任务目标: 请把下面全部记录中的各行排列成一个Markdown表格，两列分别为"行号"和"内容"。空行不要列入。

记录:
---

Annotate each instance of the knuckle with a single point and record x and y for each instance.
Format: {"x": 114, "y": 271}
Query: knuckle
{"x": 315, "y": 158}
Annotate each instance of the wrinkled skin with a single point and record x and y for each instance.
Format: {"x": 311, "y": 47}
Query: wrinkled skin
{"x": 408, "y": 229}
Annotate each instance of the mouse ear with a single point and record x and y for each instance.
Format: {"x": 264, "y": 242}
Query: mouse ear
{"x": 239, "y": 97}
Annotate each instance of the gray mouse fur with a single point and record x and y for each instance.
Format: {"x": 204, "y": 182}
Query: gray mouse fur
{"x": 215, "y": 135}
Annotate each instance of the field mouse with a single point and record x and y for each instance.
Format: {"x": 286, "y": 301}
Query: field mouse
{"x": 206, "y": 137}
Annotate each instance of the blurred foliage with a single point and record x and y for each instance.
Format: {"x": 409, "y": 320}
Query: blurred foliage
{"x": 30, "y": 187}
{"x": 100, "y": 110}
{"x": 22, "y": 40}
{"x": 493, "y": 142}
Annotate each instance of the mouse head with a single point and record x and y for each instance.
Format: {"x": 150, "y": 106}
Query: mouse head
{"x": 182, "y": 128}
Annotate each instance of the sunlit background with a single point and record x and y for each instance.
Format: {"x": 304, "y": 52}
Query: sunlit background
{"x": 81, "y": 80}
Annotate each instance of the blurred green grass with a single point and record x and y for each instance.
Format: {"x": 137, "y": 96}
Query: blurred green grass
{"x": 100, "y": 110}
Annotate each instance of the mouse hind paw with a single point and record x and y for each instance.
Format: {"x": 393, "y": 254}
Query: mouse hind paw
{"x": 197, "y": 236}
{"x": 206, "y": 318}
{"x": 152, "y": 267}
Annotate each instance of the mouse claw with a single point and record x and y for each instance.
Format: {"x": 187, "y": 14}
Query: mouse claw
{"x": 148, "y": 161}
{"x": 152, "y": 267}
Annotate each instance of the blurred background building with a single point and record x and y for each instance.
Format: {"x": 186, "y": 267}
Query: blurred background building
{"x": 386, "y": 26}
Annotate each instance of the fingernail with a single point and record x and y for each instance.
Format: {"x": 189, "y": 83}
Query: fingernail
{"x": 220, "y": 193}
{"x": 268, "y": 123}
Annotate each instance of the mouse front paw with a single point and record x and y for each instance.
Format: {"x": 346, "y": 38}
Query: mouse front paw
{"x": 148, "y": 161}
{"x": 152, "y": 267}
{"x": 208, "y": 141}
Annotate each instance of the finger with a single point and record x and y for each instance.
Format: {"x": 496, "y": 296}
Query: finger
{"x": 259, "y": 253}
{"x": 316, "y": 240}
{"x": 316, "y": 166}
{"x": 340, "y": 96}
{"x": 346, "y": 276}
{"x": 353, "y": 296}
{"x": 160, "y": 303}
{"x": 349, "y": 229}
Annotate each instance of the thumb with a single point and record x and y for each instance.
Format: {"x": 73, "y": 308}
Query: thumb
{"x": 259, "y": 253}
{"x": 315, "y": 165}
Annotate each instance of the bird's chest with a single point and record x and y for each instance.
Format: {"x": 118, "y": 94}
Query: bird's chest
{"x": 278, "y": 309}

---

参考答案:
| 行号 | 内容 |
|---|---|
| 1 | Annotate each instance of the knuckle with a single point and record x and y for each instance. |
| 2 | Format: {"x": 114, "y": 271} |
| 3 | Query: knuckle |
| 4 | {"x": 315, "y": 158} |
| 5 | Annotate each instance of the wrinkled skin with a single point and record x and y for each instance. |
| 6 | Format: {"x": 311, "y": 47} |
| 7 | Query: wrinkled skin |
| 8 | {"x": 408, "y": 229} |
| 9 | Annotate each instance of the mouse ear with a single point and record x and y for each instance. |
| 10 | Format: {"x": 264, "y": 242} |
| 11 | Query: mouse ear |
| 12 | {"x": 239, "y": 97} |
| 13 | Annotate each instance of the gray mouse fur with a single point and record x and y for each instance. |
| 14 | Format: {"x": 204, "y": 182} |
| 15 | Query: gray mouse fur |
| 16 | {"x": 215, "y": 135} |
| 17 | Annotate each instance of the field mouse with a single point and record x and y for each instance. |
| 18 | Format: {"x": 286, "y": 301} |
| 19 | Query: field mouse |
| 20 | {"x": 206, "y": 137} |
| 21 | Annotate each instance of the blurred foliage with a single point and record x and y for each instance. |
| 22 | Format: {"x": 409, "y": 320} |
| 23 | Query: blurred foliage |
| 24 | {"x": 30, "y": 187} |
| 25 | {"x": 100, "y": 110} |
| 26 | {"x": 22, "y": 40} |
| 27 | {"x": 493, "y": 142} |
| 28 | Annotate each instance of the mouse head with a single point and record x and y for each instance. |
| 29 | Format: {"x": 150, "y": 106} |
| 30 | Query: mouse head |
| 31 | {"x": 182, "y": 128} |
| 32 | Annotate each instance of the sunlit background with a single point and record x and y for each instance. |
| 33 | Format: {"x": 304, "y": 52} |
| 34 | Query: sunlit background |
| 35 | {"x": 81, "y": 80} |
| 36 | Annotate each instance of the blurred green grass with a single point and record x and y for each instance. |
| 37 | Format: {"x": 137, "y": 96} |
| 38 | Query: blurred green grass |
| 39 | {"x": 100, "y": 110} |
| 40 | Annotate each instance of the mouse hind paw with a single point and record x and y for each instance. |
| 41 | Format: {"x": 393, "y": 254} |
| 42 | Query: mouse hind paw |
| 43 | {"x": 197, "y": 236} |
| 44 | {"x": 206, "y": 318} |
| 45 | {"x": 152, "y": 267} |
| 46 | Annotate each instance of the mouse claw with a single point and record x and y for each instance. |
| 47 | Format: {"x": 187, "y": 14} |
| 48 | Query: mouse claw |
| 49 | {"x": 148, "y": 161} |
| 50 | {"x": 152, "y": 267} |
| 51 | Annotate each instance of the blurred background building with a single point and record x and y for each instance. |
| 52 | Format: {"x": 186, "y": 267} |
| 53 | Query: blurred background building |
| 54 | {"x": 386, "y": 26} |
| 55 | Annotate each instance of the fingernail with a single point and record x and y for each instance. |
| 56 | Format: {"x": 189, "y": 83} |
| 57 | Query: fingernail |
| 58 | {"x": 220, "y": 193} |
| 59 | {"x": 268, "y": 123} |
| 60 | Annotate each instance of the mouse front paw with a single point and record x and y for each instance. |
| 61 | Format: {"x": 346, "y": 38} |
| 62 | Query: mouse front paw |
| 63 | {"x": 148, "y": 161} |
| 64 | {"x": 152, "y": 267} |
| 65 | {"x": 208, "y": 141} |
| 66 | Annotate each instance of the finger with a single point and record x and y for each instance. |
| 67 | Format: {"x": 496, "y": 296} |
| 68 | Query: finger |
| 69 | {"x": 259, "y": 253} |
| 70 | {"x": 316, "y": 240} |
| 71 | {"x": 316, "y": 166} |
| 72 | {"x": 340, "y": 96} |
| 73 | {"x": 346, "y": 276} |
| 74 | {"x": 353, "y": 296} |
| 75 | {"x": 160, "y": 303} |
| 76 | {"x": 349, "y": 229} |
| 77 | Annotate each instance of the thumb with a single point and record x and y for each instance. |
| 78 | Format: {"x": 73, "y": 308} |
| 79 | Query: thumb |
| 80 | {"x": 259, "y": 253} |
| 81 | {"x": 315, "y": 165} |
| 82 | Annotate each instance of the bird's chest with a single point and record x and y for each instance. |
| 83 | Format: {"x": 118, "y": 94} |
| 84 | Query: bird's chest |
| 85 | {"x": 278, "y": 309} |